The below is a joint press release between Amnesty International, the International Planned Parenthood Federation, MSI Reproductive Choices, the International Federation of Gynecology and Obstetrics (FIGO), International Confederation of Midwives and Ipas.
People who are defending the right to abortion and providing essential services are being stigmatized, intimidated, attacked and subjected to unjust prosecutions, making their work increasingly difficult and dangerous to carry out, said Amnesty International in a new report out today.
The report, An Unstoppable Movement: A global call to recognize and protect those who defend the right to safe abortions, reveals how many healthcare workers, activists, advocates and accompaniers around the world face abuse, arrest, prosecution and imprisonment for supporting the right of women, girls and people to access abortions. Such an environment is prevalent including in countries where abortion is partially allowed by law. It is having a chilling, silencing and stigmatizing effect on all those defending access to abortion, as they live in constant fear of being attacked and prosecuted for providing abortion care, whether it is legal or not. It is also creating major barriers for women, girls and people who need abortion care – particularly those who are most marginalised.
“The right to abortion is not an opinion. It is a matter of international standards and international legal norms. It is a right underpinned by many human rights, including the rights to physical and mental integrity, the right to health and the right not to be unlawfully and arbitrarily killed through the withdrawal of safe services. It is essential for the dignity of all women and girls, and of everyone who can become pregnant. Those who defend and enable exercise of that right deserve our respect and protection. Yet, many States around the world persist with policies of over-regulation and criminalization that generate hostile, even perilous environments for those who defend the right to abortion,” said Agnès Callamard, Amnesty International’s Secretary General.
“Anti-abortion rhetoric, policies and laws stamp a target on the backs of health workers and advocates. Stigmatized, abused, discriminated against, criminalized, imprisoned, even killed - the rights of those who defend the right to abortion are under attack. But their human rights to work without fear, to provide essential services without threat, to exercise their professional skills without discrimination, must be respected and protected.”

### EXCERPTED DATA
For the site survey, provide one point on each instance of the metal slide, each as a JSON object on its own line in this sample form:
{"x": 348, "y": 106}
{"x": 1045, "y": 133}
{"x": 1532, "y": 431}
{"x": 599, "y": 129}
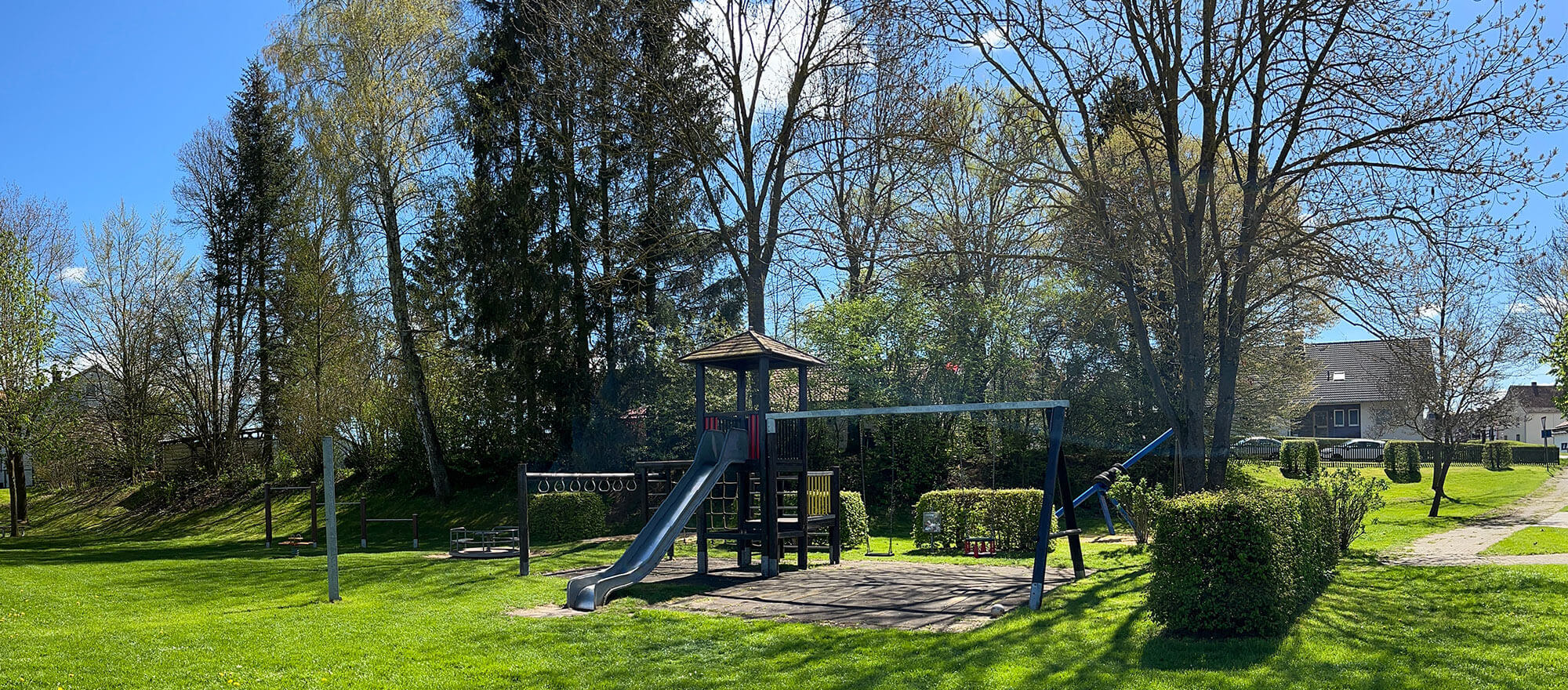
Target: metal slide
{"x": 716, "y": 451}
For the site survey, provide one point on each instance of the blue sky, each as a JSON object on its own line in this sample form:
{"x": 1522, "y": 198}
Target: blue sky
{"x": 96, "y": 98}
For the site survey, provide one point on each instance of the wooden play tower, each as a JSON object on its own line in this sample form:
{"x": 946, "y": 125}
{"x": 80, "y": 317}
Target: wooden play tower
{"x": 777, "y": 462}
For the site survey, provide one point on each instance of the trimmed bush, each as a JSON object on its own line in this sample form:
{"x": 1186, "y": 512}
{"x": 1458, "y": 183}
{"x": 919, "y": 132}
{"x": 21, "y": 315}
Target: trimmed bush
{"x": 1498, "y": 456}
{"x": 1012, "y": 517}
{"x": 1142, "y": 501}
{"x": 852, "y": 525}
{"x": 1232, "y": 564}
{"x": 567, "y": 517}
{"x": 1519, "y": 452}
{"x": 1349, "y": 499}
{"x": 1403, "y": 462}
{"x": 1299, "y": 459}
{"x": 1531, "y": 454}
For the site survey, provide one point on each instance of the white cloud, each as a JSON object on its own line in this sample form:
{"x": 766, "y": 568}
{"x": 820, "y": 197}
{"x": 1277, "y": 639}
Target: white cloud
{"x": 995, "y": 38}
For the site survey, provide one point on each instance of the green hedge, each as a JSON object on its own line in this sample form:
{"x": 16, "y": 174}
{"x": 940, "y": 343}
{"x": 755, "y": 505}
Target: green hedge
{"x": 1012, "y": 517}
{"x": 1299, "y": 459}
{"x": 567, "y": 517}
{"x": 1498, "y": 456}
{"x": 1403, "y": 462}
{"x": 1519, "y": 452}
{"x": 1232, "y": 564}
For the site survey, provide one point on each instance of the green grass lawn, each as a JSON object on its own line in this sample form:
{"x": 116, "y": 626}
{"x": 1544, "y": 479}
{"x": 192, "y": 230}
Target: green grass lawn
{"x": 1533, "y": 542}
{"x": 195, "y": 603}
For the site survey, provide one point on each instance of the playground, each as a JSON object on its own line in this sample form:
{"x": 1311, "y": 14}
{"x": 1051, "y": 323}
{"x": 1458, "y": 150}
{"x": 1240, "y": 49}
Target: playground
{"x": 107, "y": 601}
{"x": 738, "y": 576}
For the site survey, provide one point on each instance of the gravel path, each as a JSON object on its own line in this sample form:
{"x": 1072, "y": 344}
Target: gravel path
{"x": 1464, "y": 547}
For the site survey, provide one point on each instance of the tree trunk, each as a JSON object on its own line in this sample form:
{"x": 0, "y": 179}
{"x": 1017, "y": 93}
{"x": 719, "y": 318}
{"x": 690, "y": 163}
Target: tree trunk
{"x": 264, "y": 376}
{"x": 413, "y": 371}
{"x": 18, "y": 492}
{"x": 1440, "y": 476}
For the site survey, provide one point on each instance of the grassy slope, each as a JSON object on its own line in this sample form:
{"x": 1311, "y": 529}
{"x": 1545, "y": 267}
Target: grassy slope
{"x": 180, "y": 603}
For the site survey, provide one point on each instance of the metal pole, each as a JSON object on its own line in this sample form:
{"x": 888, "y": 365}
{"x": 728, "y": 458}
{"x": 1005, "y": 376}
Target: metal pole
{"x": 314, "y": 523}
{"x": 1037, "y": 584}
{"x": 523, "y": 517}
{"x": 330, "y": 490}
{"x": 267, "y": 499}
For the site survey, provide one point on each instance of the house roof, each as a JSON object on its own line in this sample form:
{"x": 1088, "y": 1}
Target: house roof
{"x": 1533, "y": 396}
{"x": 1359, "y": 371}
{"x": 744, "y": 349}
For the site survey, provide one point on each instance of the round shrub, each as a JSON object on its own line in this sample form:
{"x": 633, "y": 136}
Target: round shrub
{"x": 1403, "y": 462}
{"x": 567, "y": 517}
{"x": 1299, "y": 459}
{"x": 852, "y": 525}
{"x": 1230, "y": 564}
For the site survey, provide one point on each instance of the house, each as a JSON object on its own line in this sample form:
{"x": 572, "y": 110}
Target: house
{"x": 1531, "y": 410}
{"x": 1356, "y": 391}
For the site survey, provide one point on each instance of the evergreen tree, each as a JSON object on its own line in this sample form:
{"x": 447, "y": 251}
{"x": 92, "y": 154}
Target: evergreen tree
{"x": 266, "y": 172}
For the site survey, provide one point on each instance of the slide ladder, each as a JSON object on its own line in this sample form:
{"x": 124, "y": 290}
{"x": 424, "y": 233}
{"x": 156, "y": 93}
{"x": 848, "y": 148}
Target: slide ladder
{"x": 716, "y": 451}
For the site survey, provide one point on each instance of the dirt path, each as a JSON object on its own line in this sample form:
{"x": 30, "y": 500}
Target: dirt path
{"x": 1464, "y": 547}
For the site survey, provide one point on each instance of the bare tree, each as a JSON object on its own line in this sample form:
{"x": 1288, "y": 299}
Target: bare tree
{"x": 772, "y": 60}
{"x": 1456, "y": 340}
{"x": 120, "y": 318}
{"x": 863, "y": 153}
{"x": 1541, "y": 277}
{"x": 372, "y": 85}
{"x": 1332, "y": 122}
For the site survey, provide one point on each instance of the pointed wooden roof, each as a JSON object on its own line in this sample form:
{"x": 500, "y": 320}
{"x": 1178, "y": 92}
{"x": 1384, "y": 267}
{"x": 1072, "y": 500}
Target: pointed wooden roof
{"x": 744, "y": 349}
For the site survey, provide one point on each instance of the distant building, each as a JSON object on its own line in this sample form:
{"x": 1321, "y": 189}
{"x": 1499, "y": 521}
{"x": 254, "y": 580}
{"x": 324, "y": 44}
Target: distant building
{"x": 1531, "y": 412}
{"x": 1356, "y": 391}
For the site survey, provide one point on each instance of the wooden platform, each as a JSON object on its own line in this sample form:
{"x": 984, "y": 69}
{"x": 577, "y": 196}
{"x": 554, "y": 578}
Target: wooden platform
{"x": 862, "y": 594}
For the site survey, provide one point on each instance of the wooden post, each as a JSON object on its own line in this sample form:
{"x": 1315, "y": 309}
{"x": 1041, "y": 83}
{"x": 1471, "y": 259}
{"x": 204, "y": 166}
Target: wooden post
{"x": 330, "y": 495}
{"x": 523, "y": 518}
{"x": 837, "y": 531}
{"x": 702, "y": 401}
{"x": 742, "y": 515}
{"x": 267, "y": 501}
{"x": 804, "y": 517}
{"x": 314, "y": 532}
{"x": 771, "y": 492}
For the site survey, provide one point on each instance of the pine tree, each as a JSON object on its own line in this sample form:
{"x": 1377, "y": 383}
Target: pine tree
{"x": 266, "y": 172}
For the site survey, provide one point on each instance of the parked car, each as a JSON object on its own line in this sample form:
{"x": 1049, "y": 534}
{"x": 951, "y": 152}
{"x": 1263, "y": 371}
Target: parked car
{"x": 1257, "y": 448}
{"x": 1354, "y": 449}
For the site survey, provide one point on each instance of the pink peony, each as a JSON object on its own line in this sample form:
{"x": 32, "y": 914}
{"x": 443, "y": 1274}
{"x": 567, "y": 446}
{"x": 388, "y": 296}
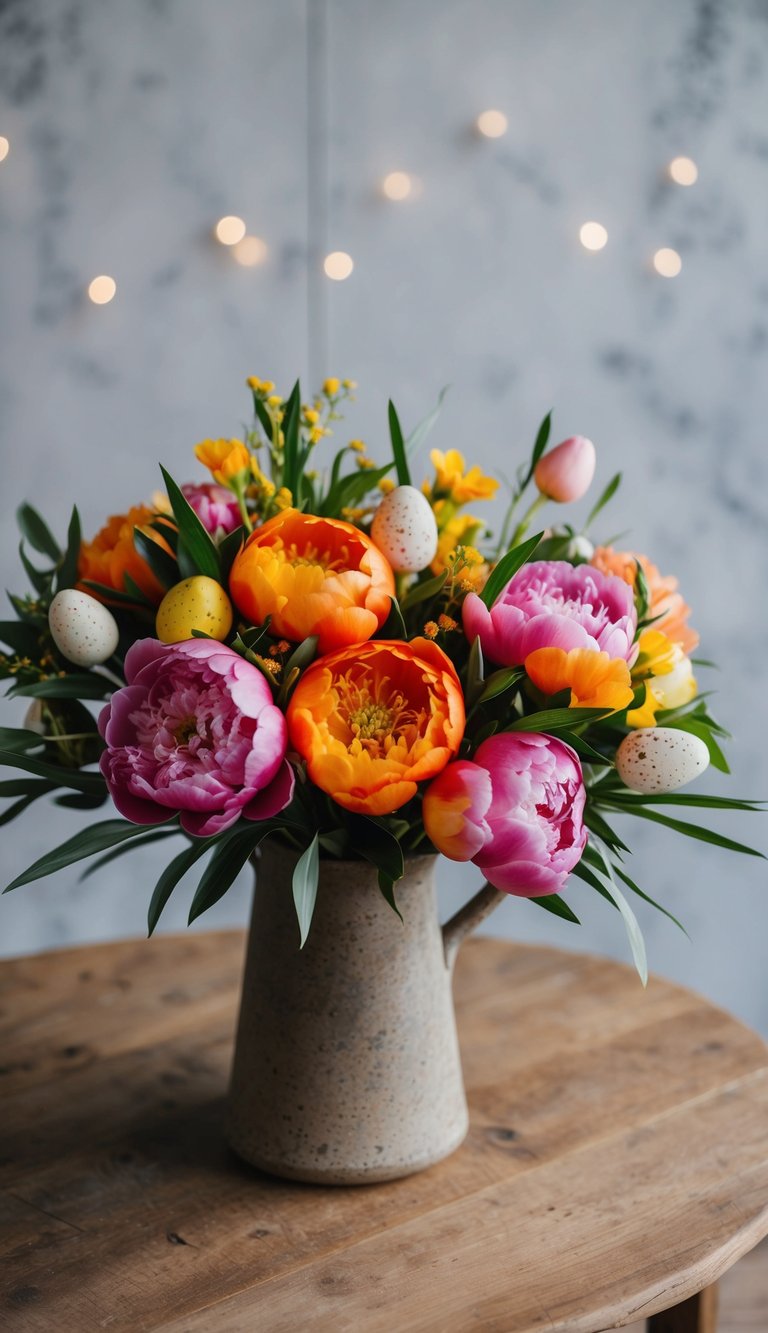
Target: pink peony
{"x": 216, "y": 507}
{"x": 515, "y": 811}
{"x": 196, "y": 731}
{"x": 566, "y": 472}
{"x": 552, "y": 604}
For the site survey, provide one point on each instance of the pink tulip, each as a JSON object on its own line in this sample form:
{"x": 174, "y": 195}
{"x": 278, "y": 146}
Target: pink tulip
{"x": 515, "y": 811}
{"x": 194, "y": 731}
{"x": 566, "y": 472}
{"x": 552, "y": 604}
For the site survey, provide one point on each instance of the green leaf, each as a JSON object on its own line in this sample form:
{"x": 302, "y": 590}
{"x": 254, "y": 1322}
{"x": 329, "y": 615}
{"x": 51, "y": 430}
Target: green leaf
{"x": 231, "y": 855}
{"x": 66, "y": 687}
{"x": 394, "y": 627}
{"x": 22, "y": 637}
{"x": 291, "y": 423}
{"x": 152, "y": 836}
{"x": 163, "y": 565}
{"x": 67, "y": 576}
{"x": 398, "y": 448}
{"x": 420, "y": 431}
{"x": 86, "y": 843}
{"x": 39, "y": 579}
{"x": 475, "y": 673}
{"x": 306, "y": 876}
{"x": 387, "y": 888}
{"x": 19, "y": 740}
{"x": 170, "y": 879}
{"x": 695, "y": 831}
{"x": 607, "y": 495}
{"x": 352, "y": 488}
{"x": 540, "y": 444}
{"x": 379, "y": 845}
{"x": 556, "y": 719}
{"x": 424, "y": 591}
{"x": 507, "y": 567}
{"x": 72, "y": 777}
{"x": 558, "y": 905}
{"x": 36, "y": 532}
{"x": 648, "y": 899}
{"x": 500, "y": 681}
{"x": 192, "y": 536}
{"x": 230, "y": 547}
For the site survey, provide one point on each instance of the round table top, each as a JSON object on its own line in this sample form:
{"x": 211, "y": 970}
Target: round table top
{"x": 616, "y": 1161}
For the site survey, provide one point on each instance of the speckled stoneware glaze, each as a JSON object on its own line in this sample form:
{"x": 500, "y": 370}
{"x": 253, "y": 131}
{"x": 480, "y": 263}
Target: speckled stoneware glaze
{"x": 347, "y": 1064}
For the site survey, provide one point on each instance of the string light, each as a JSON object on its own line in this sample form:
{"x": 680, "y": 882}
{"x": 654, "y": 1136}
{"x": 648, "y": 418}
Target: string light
{"x": 338, "y": 265}
{"x": 102, "y": 289}
{"x": 230, "y": 229}
{"x": 683, "y": 171}
{"x": 667, "y": 263}
{"x": 250, "y": 251}
{"x": 492, "y": 124}
{"x": 592, "y": 236}
{"x": 398, "y": 184}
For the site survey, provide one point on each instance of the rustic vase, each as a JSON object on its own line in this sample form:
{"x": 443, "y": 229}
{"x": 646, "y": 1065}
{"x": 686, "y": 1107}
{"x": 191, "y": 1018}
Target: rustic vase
{"x": 347, "y": 1065}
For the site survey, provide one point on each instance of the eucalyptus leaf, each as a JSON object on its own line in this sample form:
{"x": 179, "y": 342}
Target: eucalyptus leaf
{"x": 306, "y": 876}
{"x": 84, "y": 843}
{"x": 36, "y": 532}
{"x": 398, "y": 447}
{"x": 507, "y": 568}
{"x": 196, "y": 540}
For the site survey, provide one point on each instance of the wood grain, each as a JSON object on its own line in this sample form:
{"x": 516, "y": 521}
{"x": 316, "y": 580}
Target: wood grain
{"x": 616, "y": 1164}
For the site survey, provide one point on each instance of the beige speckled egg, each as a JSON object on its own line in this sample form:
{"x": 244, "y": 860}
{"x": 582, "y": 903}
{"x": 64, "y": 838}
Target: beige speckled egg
{"x": 406, "y": 531}
{"x": 660, "y": 759}
{"x": 198, "y": 603}
{"x": 83, "y": 629}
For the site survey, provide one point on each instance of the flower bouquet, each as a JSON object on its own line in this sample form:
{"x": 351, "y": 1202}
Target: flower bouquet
{"x": 358, "y": 671}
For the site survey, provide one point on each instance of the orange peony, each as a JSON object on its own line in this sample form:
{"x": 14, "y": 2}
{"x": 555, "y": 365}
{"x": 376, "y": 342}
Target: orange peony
{"x": 666, "y": 601}
{"x": 314, "y": 576}
{"x": 594, "y": 679}
{"x": 112, "y": 555}
{"x": 375, "y": 720}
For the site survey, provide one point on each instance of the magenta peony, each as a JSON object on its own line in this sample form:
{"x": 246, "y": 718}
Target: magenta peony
{"x": 552, "y": 604}
{"x": 515, "y": 811}
{"x": 216, "y": 507}
{"x": 195, "y": 731}
{"x": 566, "y": 472}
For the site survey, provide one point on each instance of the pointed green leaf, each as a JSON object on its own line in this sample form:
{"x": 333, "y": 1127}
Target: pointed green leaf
{"x": 86, "y": 843}
{"x": 36, "y": 532}
{"x": 198, "y": 543}
{"x": 508, "y": 567}
{"x": 306, "y": 876}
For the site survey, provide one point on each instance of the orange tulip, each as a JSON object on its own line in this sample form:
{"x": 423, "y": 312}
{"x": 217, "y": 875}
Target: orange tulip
{"x": 594, "y": 679}
{"x": 314, "y": 576}
{"x": 666, "y": 601}
{"x": 112, "y": 555}
{"x": 375, "y": 720}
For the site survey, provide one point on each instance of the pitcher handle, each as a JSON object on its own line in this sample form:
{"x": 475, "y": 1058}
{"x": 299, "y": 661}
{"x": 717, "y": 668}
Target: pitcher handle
{"x": 467, "y": 919}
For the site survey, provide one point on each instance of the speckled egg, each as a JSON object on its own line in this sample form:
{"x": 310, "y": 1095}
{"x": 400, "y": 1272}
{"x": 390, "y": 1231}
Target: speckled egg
{"x": 406, "y": 531}
{"x": 83, "y": 629}
{"x": 660, "y": 759}
{"x": 198, "y": 603}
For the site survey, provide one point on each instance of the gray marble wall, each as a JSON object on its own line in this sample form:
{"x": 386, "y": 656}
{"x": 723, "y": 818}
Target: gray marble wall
{"x": 132, "y": 128}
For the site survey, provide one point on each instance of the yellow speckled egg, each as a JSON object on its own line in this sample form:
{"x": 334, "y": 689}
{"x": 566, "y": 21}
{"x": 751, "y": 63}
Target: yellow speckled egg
{"x": 198, "y": 603}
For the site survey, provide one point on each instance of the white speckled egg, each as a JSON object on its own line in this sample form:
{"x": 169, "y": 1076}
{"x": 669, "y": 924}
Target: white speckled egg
{"x": 406, "y": 531}
{"x": 83, "y": 629}
{"x": 660, "y": 759}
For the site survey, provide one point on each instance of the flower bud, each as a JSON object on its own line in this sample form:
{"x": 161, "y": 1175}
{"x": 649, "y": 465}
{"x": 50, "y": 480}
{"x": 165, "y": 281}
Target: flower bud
{"x": 566, "y": 472}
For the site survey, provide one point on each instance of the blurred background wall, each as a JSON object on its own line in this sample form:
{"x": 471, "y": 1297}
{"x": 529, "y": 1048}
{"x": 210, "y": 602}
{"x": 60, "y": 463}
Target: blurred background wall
{"x": 134, "y": 128}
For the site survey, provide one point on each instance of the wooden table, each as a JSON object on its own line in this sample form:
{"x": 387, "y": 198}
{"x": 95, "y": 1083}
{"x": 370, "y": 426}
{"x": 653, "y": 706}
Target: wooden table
{"x": 616, "y": 1165}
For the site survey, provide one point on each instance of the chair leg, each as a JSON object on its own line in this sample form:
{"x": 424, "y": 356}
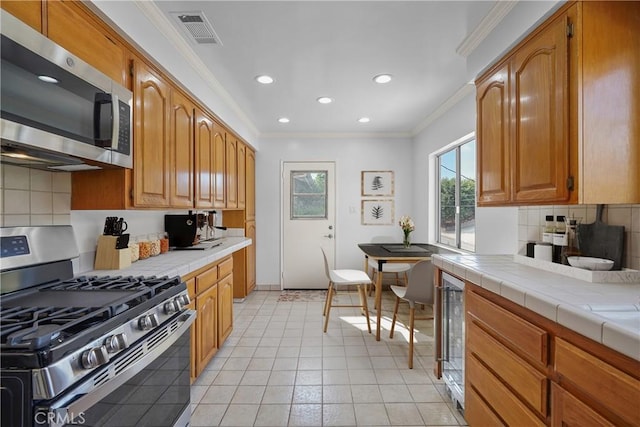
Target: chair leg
{"x": 395, "y": 316}
{"x": 328, "y": 309}
{"x": 411, "y": 324}
{"x": 365, "y": 306}
{"x": 326, "y": 301}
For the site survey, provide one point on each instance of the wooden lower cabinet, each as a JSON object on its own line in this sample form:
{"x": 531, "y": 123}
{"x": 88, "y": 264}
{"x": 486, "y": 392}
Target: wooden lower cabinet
{"x": 211, "y": 293}
{"x": 526, "y": 370}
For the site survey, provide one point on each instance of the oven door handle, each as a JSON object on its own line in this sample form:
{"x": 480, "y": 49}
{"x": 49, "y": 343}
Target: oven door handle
{"x": 85, "y": 396}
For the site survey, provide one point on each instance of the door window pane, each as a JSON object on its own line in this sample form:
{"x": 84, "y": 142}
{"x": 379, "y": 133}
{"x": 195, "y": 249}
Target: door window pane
{"x": 308, "y": 194}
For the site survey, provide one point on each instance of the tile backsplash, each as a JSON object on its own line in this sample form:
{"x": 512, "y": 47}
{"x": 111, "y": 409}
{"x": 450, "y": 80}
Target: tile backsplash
{"x": 531, "y": 221}
{"x": 34, "y": 197}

### BRIEF
Decide whether each statement agrees with the abortion-rights press release, answering yes or no and quoting the words from the press release that settle it. (a) The press release was issued by Amnesty International alone. (b) Hostile conditions for abortion defenders are found even where abortion is partially allowed by law. (c) Agnès Callamard calls the right to abortion a matter of opinion.

### RESULT FOR THIS EXERCISE
(a) No: "The below is a joint press release between Amnesty International, the International Planned Parenthood Federation, MSI Reproductive Choices, the International Federation of Gynecology and Obstetrics (FIGO), International Confederation of Midwives and Ipas."
(b) Yes: "Such an environment is prevalent including in countries where abortion is partially allowed by law."
(c) No: "The right to abortion is not an opinion."